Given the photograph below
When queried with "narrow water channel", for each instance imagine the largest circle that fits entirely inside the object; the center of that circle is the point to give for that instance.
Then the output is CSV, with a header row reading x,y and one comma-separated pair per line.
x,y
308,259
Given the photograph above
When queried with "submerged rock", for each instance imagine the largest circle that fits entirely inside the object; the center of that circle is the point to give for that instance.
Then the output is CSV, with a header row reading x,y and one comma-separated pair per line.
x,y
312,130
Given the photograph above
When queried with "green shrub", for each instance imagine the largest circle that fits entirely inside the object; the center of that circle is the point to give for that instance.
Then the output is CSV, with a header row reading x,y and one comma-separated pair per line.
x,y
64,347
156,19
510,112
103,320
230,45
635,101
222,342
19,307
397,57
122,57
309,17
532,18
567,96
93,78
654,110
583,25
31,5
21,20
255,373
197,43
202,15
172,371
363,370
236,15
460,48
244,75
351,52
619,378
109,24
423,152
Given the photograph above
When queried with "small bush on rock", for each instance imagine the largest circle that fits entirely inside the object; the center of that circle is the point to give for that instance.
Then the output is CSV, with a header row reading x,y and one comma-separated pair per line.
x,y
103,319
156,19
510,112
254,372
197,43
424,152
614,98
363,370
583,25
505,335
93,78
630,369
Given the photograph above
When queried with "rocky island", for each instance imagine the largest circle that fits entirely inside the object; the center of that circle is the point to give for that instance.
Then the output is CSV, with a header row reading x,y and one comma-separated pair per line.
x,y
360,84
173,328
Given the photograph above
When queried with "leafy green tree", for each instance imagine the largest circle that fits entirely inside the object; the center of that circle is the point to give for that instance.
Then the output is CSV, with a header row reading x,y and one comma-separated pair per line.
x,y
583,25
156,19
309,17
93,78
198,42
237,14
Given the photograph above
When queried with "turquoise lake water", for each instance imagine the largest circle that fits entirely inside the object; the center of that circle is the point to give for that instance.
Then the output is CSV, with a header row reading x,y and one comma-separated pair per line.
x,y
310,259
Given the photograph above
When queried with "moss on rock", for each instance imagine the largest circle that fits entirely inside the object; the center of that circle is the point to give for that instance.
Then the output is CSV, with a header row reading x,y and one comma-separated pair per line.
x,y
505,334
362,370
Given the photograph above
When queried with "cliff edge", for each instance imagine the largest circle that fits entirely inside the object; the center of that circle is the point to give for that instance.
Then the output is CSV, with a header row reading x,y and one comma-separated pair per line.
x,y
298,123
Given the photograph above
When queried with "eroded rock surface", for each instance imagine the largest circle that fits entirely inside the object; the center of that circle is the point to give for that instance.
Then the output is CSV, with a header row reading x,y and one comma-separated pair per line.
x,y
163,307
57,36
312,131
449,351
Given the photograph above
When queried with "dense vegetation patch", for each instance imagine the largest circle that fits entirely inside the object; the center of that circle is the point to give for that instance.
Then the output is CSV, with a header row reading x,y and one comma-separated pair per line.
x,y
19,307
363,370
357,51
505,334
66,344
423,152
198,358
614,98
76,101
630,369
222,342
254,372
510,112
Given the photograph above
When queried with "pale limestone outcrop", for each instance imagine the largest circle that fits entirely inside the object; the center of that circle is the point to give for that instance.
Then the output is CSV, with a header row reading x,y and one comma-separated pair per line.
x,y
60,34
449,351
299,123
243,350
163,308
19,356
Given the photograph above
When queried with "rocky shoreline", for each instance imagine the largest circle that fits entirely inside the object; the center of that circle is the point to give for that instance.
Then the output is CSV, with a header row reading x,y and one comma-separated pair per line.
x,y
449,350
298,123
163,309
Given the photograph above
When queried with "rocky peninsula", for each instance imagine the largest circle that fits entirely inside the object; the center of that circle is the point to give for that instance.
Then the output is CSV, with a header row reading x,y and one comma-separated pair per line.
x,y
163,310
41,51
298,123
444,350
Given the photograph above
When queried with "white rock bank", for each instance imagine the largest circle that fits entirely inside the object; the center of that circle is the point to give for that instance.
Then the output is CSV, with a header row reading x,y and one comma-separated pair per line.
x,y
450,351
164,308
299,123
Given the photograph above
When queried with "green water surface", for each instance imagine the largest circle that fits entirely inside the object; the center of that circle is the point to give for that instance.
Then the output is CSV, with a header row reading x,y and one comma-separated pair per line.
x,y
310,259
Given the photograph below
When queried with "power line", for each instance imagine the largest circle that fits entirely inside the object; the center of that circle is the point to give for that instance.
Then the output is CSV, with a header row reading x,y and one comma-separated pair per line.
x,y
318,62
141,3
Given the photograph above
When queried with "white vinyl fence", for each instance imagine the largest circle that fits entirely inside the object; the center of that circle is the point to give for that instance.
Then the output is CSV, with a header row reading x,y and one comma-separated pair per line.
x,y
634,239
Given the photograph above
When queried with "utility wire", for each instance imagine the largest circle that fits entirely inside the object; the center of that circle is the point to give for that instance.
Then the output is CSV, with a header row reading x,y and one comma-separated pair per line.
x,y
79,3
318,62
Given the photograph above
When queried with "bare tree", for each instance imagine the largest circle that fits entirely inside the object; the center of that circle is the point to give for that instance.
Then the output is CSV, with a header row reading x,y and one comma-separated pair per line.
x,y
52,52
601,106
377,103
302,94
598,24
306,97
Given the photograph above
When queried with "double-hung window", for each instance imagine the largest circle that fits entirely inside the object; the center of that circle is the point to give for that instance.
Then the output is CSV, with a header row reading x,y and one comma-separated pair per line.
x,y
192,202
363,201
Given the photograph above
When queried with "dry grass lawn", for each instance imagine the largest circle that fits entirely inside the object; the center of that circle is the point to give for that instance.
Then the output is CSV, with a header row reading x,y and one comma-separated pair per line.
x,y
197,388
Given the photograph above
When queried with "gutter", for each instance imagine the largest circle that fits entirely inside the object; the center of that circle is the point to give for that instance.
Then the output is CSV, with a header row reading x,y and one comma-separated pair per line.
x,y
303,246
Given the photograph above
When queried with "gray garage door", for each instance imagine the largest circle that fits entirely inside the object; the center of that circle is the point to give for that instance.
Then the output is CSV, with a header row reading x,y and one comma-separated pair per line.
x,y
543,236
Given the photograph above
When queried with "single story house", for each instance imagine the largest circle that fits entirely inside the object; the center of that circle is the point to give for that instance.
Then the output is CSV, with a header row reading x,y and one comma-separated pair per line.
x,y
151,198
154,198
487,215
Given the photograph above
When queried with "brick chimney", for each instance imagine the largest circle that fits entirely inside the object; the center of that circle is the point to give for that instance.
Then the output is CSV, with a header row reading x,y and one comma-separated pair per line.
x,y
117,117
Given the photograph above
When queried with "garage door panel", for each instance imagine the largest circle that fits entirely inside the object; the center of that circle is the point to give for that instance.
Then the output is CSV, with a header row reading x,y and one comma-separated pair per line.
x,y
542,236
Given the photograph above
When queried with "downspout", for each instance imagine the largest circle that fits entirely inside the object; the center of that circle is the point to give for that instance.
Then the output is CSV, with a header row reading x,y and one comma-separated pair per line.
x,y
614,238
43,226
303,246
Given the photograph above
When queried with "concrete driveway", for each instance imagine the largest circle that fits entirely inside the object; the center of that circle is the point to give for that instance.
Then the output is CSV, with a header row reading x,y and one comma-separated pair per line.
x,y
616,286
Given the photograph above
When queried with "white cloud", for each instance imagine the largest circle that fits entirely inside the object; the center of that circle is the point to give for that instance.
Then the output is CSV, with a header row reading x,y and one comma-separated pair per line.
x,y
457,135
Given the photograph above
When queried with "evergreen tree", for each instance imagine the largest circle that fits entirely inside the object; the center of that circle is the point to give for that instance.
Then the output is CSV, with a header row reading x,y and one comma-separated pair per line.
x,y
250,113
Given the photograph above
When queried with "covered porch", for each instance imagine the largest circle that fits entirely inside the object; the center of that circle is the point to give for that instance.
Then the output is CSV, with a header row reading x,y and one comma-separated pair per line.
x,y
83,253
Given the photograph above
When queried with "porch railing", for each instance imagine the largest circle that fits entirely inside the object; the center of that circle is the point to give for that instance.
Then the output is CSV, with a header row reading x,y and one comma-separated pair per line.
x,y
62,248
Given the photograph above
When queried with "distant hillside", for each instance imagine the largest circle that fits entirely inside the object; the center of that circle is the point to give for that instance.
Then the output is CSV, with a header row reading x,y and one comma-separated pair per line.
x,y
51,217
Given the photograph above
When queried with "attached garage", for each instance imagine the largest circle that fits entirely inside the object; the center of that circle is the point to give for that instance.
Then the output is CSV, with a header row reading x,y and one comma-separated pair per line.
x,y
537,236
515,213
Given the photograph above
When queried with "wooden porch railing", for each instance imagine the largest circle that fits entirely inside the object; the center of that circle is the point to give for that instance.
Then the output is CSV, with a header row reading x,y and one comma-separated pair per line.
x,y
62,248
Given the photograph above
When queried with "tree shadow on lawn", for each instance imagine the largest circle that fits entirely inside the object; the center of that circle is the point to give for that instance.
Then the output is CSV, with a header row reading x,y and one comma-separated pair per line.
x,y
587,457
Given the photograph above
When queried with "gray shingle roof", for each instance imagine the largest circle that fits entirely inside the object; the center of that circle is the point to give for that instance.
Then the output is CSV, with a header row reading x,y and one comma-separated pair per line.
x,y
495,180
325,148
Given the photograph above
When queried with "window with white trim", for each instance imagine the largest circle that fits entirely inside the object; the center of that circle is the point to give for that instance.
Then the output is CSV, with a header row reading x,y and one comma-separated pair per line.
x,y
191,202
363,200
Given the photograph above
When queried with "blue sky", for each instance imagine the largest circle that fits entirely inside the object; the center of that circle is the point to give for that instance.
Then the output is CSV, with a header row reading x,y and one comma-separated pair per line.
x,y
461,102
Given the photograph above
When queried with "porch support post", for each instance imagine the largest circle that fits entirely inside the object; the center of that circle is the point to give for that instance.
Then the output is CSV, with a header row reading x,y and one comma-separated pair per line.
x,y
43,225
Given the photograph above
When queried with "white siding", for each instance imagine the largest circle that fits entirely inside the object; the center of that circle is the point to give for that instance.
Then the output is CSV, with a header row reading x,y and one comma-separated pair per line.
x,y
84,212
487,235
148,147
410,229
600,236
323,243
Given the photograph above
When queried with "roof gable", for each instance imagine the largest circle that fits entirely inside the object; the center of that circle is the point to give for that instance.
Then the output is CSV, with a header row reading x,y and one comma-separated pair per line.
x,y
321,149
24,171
___
→ **Your objective**
Gather every line of the listing above that contains the word "white". Case counts when matching.

→ **Task result**
When queried with "white rock bank", for each instance imagine the largest circle that fits entirely inside the object; the center of that circle is the point to give for that instance.
When queried with "white vinyl fence", for each instance imagine the largest circle that fits entirely inside the object; the center of that circle is the point to give for that instance.
When queried with "white cloud", for each instance imagine the largest circle that fits entirely inside the object; the center of that circle is the point to give for that instance.
When queried with "window with white trim", for each instance imagine the largest circle that fits entirely inside the object; the center of that circle is the point to give for that instance.
When queried with "white siding", for each instance imagine the largest circle that fits entirely inside the object; the center of that circle is the point to give for that instance.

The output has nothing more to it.